# Given problem
Can you put every line of the listing below into a numbered list, leaving out any blank lines?
+++ Exercise data
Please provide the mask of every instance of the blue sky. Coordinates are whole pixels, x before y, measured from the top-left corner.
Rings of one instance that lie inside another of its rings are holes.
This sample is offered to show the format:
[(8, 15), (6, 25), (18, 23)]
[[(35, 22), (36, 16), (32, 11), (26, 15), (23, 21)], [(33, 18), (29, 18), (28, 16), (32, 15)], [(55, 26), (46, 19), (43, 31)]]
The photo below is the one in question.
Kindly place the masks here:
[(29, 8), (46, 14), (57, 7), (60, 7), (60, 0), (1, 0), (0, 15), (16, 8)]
++++++
# The result
1. Please provide the mask of every instance of the blue sky. Coordinates are whole pixels, x before y, measured from the top-left corner.
2. Rings of one instance that lie inside another of its rings are holes.
3. This sample is offered to show the format:
4. [(8, 15), (6, 25), (18, 23)]
5. [[(35, 22), (36, 16), (32, 11), (26, 15), (23, 21)], [(33, 18), (29, 18), (28, 16), (32, 15)], [(55, 26), (46, 19), (43, 31)]]
6. The photo below is the one in question.
7. Kindly place the masks here:
8. [(29, 8), (46, 14), (57, 7), (60, 7), (60, 0), (1, 0), (0, 15), (16, 8)]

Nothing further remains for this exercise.